(Object position labeling entries)
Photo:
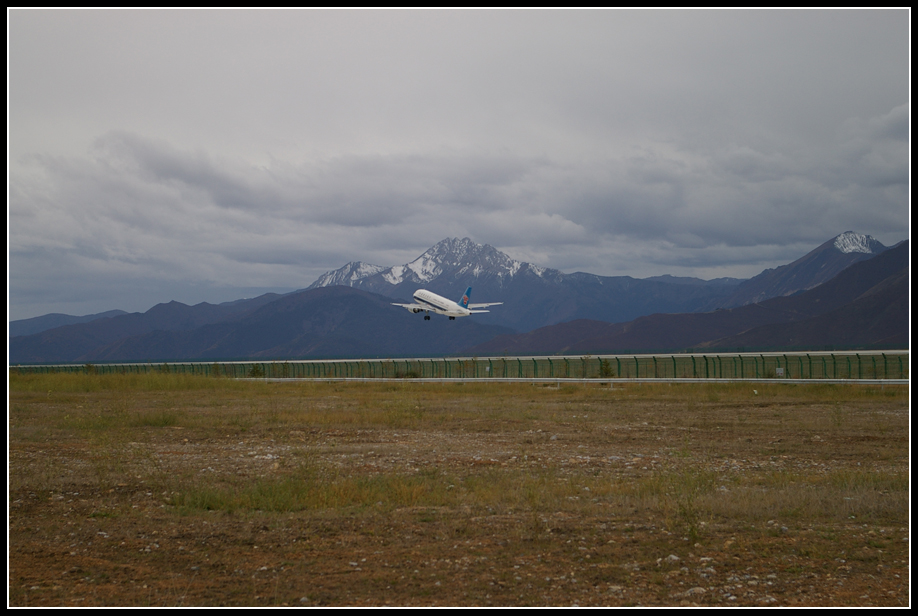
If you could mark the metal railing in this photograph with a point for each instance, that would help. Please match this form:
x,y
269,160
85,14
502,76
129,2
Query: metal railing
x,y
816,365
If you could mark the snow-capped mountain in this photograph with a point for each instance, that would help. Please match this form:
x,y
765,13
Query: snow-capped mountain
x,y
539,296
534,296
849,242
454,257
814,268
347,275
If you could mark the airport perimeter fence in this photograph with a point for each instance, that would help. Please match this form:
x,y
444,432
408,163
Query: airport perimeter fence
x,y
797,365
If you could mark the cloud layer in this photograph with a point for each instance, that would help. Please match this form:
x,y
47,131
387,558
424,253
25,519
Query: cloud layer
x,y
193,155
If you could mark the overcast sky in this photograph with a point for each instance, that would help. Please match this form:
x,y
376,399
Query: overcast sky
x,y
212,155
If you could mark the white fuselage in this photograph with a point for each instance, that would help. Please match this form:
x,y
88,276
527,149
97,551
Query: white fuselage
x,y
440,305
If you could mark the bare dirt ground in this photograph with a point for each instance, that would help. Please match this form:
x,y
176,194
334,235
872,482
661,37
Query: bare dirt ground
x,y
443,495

* * *

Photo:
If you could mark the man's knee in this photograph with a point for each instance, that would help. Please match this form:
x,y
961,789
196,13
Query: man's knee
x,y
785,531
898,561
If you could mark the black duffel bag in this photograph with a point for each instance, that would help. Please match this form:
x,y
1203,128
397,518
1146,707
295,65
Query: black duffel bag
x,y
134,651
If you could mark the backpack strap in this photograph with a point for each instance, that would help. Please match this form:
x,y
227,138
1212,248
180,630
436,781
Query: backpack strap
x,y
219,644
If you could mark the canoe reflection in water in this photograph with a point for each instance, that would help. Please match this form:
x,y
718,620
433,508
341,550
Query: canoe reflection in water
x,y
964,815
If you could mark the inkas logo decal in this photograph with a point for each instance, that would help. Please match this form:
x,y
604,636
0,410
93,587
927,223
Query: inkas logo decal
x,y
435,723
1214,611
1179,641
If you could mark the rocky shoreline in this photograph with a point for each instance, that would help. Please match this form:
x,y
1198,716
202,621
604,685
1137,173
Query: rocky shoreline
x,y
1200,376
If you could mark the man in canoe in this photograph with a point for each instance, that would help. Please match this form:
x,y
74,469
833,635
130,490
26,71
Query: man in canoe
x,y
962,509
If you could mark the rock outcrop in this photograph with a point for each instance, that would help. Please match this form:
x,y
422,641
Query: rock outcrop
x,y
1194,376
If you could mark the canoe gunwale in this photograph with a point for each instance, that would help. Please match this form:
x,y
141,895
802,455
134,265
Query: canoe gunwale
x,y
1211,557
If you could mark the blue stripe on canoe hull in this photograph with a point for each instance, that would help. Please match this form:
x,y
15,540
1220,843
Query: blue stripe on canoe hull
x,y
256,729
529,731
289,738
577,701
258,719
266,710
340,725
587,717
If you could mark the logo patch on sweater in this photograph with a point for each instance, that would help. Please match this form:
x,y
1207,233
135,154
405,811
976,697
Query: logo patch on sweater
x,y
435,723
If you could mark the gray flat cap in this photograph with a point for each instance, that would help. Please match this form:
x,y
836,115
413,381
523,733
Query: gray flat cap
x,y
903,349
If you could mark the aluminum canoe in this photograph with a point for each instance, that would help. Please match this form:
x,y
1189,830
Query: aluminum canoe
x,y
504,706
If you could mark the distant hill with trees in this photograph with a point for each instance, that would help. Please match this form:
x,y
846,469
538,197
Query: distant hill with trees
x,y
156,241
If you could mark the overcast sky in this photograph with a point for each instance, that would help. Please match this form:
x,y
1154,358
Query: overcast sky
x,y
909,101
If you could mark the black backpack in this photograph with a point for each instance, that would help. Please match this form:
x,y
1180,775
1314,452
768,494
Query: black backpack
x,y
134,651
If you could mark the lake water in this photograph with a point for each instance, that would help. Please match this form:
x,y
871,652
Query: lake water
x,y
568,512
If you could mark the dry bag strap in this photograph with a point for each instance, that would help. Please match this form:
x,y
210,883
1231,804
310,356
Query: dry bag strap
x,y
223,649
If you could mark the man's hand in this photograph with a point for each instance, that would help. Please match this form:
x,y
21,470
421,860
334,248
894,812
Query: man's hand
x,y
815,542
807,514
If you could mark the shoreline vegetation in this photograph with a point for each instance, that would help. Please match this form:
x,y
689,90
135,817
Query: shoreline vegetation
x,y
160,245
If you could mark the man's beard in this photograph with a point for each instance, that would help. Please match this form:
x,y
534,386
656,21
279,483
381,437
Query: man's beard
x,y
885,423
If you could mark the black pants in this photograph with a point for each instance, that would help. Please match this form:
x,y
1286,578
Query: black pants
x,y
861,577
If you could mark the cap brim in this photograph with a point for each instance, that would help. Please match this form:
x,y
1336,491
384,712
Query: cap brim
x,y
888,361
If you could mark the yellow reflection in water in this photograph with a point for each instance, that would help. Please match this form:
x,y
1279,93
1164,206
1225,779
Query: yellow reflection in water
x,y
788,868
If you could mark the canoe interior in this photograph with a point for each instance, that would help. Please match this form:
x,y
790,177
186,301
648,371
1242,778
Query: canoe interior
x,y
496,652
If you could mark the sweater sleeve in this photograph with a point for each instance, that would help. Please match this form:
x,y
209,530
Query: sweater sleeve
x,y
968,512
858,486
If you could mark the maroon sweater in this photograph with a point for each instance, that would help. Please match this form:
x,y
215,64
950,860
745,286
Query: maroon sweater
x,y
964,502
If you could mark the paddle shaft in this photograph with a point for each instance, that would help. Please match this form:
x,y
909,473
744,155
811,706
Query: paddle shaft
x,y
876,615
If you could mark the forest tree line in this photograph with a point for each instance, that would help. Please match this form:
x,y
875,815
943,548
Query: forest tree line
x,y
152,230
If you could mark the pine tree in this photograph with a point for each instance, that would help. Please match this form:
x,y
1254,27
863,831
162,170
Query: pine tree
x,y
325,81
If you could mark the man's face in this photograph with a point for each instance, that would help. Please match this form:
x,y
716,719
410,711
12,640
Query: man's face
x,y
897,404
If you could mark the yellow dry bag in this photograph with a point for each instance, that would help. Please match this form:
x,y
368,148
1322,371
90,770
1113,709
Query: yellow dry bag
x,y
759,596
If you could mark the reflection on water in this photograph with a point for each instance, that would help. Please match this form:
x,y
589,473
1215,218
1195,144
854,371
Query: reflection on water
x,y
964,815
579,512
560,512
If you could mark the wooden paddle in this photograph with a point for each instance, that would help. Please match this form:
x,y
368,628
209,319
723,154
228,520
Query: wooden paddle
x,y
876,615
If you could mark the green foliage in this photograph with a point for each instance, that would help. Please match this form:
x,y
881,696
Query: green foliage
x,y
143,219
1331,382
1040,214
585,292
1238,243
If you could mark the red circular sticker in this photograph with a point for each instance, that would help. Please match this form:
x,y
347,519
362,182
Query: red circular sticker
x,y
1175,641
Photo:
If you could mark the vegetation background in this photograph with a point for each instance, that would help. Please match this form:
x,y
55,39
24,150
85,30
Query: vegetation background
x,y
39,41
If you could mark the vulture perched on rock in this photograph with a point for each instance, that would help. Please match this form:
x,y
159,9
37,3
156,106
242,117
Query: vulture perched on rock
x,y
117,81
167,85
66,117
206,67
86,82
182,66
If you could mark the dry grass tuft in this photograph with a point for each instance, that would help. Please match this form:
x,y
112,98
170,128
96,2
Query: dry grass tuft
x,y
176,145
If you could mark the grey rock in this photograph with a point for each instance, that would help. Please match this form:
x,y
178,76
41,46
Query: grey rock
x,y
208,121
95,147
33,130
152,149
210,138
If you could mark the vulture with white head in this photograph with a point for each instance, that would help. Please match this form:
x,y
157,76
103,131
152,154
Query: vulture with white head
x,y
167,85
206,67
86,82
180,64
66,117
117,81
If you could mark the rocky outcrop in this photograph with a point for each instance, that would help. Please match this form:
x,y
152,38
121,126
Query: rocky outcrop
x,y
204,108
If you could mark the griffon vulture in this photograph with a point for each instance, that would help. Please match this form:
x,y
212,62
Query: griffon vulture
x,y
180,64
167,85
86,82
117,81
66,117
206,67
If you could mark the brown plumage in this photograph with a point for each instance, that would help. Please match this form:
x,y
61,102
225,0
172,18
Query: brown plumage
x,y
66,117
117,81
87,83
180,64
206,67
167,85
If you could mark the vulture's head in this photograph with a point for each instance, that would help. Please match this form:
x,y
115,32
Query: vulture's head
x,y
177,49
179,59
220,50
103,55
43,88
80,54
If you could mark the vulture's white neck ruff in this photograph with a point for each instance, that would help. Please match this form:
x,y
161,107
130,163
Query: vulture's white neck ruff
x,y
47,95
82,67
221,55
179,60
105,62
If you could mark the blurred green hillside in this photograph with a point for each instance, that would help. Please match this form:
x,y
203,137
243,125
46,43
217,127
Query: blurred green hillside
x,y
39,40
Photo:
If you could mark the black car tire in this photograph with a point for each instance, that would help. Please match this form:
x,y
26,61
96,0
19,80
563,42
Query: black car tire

...

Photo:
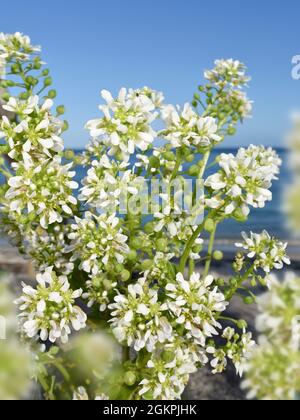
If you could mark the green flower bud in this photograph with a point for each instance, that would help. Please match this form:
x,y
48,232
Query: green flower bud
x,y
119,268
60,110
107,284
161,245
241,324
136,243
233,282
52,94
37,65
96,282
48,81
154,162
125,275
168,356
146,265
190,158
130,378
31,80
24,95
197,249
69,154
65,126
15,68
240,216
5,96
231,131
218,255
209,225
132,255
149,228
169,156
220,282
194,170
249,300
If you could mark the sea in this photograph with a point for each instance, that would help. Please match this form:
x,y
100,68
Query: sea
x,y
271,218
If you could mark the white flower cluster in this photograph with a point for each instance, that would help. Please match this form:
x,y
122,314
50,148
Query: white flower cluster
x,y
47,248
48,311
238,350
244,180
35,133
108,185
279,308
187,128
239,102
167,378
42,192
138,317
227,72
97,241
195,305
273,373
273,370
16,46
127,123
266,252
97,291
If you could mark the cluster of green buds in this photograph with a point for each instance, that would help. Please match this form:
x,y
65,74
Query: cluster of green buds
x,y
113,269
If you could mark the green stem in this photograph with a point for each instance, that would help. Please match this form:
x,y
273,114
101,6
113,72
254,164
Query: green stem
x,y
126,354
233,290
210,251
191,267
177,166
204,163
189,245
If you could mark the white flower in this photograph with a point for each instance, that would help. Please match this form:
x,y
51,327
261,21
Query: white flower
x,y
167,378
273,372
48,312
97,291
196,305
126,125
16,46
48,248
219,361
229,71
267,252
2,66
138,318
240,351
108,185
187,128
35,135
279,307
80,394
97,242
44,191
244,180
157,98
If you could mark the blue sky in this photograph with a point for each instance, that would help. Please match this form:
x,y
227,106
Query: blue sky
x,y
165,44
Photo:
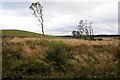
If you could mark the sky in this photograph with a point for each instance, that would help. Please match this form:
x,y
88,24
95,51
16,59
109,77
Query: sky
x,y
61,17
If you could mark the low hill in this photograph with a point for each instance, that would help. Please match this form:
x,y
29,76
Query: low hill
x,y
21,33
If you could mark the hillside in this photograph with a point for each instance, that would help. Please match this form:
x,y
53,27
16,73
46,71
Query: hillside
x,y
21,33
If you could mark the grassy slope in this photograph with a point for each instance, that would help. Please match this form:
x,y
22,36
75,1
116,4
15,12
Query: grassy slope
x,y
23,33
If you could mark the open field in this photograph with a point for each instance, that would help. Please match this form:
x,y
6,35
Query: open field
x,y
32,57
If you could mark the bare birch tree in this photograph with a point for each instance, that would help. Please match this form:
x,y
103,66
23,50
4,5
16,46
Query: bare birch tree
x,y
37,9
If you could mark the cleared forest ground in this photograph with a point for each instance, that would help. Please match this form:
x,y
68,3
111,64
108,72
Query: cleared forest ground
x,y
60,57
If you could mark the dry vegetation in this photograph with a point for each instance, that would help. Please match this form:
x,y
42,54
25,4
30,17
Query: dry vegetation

## DIRECTIVE
Retype word for word the stretch of the listing from the line containing "If you could mark the rocky outcrop" through the line containing "Query: black car tire", including both of those lines.

## EXERCISE RESULT
If you could mark the rocky outcrop in this photograph with a point for each instance, that would help. Please match this form:
x,y
152,38
121,126
Query: rocky outcrop
x,y
204,108
If you could mark the griffon vulture in this photograph with a point for each instance, that would help. Please match this form:
x,y
212,62
Query: griffon vulture
x,y
180,64
167,85
86,82
117,81
66,117
206,67
If you could mark the brown plumage in this photograph with a point for each instance, that would help. Please match this form:
x,y
61,102
225,0
172,18
Query: brown plumage
x,y
66,117
117,81
87,83
180,64
206,67
167,85
If you could mark the vulture's head in this photograph with a point for each instance, that would help. Please match this form:
x,y
115,32
Query: vulture's head
x,y
177,49
179,59
220,50
103,55
43,88
80,54
If you could mark the vulture's white neck ruff in this photograph with a point for each instance, that would help. Please match this form:
x,y
161,107
130,163
Query: vulture's white neck ruff
x,y
47,95
82,67
221,55
179,60
105,62
If you could mark the blurred green hillside in this photograph with a point for each instance, that would help. Please match this form:
x,y
203,137
243,125
46,43
217,127
Query: blurred green hillside
x,y
39,40
Photo:
If you could mark the black car tire in this photograph with a point for each instance, that would help. Please match this form:
x,y
26,61
96,0
19,80
563,42
Query: black car tire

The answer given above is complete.